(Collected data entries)
________

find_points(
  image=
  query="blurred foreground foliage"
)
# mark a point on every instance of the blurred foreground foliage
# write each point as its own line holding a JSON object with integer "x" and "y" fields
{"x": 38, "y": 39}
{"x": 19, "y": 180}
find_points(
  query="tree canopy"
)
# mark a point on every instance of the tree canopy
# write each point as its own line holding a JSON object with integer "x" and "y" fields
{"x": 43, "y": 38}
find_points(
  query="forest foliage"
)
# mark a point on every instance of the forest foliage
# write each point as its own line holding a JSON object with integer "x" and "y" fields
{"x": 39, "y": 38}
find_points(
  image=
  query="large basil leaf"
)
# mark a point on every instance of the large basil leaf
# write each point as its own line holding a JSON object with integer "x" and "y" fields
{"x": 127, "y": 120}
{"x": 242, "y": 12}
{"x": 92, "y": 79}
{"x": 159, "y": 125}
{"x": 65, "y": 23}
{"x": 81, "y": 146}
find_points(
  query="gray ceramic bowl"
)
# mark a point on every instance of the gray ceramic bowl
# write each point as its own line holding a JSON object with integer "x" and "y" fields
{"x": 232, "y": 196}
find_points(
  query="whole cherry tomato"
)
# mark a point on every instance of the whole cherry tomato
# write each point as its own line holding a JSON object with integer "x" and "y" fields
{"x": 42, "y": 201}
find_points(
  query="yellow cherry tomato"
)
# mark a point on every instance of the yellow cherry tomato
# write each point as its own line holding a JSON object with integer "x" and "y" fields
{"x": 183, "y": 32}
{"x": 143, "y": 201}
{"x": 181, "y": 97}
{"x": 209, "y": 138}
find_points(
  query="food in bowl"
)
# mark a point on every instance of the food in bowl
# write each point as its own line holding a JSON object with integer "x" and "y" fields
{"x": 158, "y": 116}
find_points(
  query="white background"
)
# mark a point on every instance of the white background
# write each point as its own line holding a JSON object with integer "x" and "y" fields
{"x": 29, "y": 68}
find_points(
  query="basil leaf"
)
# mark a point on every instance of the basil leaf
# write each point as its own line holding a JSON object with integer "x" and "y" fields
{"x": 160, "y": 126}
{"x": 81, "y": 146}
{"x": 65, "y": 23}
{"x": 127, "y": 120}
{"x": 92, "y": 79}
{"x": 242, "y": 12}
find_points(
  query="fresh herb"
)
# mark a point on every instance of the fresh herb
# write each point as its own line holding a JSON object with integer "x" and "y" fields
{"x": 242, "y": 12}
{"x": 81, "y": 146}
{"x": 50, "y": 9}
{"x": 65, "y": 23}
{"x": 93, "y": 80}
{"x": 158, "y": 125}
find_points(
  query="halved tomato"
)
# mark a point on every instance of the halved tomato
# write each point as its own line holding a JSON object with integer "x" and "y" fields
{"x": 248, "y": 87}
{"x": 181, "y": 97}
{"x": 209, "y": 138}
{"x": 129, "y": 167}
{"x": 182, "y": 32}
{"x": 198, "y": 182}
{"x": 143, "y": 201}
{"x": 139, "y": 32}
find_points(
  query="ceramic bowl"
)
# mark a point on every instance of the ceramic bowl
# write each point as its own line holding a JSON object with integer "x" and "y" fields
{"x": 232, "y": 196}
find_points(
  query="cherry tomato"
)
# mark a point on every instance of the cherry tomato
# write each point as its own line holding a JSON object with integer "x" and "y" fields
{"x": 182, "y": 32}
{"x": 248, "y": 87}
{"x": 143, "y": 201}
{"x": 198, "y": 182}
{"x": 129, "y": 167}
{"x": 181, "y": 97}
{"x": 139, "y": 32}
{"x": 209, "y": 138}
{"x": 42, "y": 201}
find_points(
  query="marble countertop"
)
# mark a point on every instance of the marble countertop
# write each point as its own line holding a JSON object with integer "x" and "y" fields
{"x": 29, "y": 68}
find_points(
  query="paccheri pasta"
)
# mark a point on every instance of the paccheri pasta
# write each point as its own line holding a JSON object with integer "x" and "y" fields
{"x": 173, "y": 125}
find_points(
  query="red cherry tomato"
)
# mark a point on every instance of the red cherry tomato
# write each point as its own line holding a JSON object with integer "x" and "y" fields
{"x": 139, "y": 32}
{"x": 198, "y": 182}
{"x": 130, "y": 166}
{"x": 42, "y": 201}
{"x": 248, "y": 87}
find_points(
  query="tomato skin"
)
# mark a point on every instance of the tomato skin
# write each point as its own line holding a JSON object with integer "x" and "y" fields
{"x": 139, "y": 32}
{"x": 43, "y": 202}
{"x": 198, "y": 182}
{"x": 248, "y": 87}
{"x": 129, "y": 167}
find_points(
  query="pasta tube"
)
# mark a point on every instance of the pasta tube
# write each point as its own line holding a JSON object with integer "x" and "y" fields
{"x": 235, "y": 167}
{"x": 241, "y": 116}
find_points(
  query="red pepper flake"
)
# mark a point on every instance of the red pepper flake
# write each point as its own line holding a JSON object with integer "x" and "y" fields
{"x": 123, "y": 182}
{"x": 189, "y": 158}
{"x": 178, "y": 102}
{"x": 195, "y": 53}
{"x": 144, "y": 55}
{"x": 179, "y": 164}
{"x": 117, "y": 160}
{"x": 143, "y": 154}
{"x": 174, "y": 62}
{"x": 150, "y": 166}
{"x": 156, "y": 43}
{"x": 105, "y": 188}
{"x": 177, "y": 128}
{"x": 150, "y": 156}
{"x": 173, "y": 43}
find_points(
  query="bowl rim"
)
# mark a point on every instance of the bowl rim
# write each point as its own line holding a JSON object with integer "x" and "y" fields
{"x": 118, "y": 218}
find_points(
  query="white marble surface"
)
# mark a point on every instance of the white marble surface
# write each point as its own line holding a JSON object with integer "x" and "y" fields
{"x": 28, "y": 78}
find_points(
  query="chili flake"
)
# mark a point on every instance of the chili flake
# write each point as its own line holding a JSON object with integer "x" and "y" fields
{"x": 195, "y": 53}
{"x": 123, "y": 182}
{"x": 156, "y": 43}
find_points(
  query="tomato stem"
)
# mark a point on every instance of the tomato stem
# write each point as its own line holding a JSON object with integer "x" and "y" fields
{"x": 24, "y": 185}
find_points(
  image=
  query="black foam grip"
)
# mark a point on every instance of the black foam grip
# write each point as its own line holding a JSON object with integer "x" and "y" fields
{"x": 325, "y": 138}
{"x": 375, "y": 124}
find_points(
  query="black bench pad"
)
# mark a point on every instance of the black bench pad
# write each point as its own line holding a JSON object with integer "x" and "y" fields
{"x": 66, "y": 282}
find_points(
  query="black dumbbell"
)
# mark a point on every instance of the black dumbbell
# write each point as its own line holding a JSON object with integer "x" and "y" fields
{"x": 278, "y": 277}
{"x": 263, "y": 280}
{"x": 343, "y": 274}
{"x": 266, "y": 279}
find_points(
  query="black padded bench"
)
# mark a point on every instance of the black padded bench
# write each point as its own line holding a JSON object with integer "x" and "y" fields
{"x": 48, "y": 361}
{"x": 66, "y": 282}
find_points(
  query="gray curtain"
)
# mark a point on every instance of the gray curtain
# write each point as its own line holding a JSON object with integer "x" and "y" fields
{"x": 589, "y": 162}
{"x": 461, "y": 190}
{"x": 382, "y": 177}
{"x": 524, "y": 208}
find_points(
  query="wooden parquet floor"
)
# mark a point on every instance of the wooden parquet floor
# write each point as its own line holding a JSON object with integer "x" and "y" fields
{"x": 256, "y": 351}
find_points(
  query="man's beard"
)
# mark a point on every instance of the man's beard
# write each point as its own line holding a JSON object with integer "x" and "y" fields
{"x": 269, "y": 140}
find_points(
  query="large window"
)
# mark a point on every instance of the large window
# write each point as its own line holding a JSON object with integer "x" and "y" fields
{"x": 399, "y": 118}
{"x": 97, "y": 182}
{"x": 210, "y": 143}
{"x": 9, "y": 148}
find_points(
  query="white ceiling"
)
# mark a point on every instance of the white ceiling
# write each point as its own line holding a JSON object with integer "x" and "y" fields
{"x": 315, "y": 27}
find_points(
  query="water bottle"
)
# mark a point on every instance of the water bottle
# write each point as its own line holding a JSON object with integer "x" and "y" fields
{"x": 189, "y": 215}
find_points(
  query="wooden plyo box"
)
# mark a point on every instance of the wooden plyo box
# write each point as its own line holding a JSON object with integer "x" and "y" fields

________

From the data above, select and copy every line that contains the word "countertop", matching case exactly. Please list each line as it appears in the data.

# [Task response]
  query="marble countertop"
# mark a point on every instance of the marble countertop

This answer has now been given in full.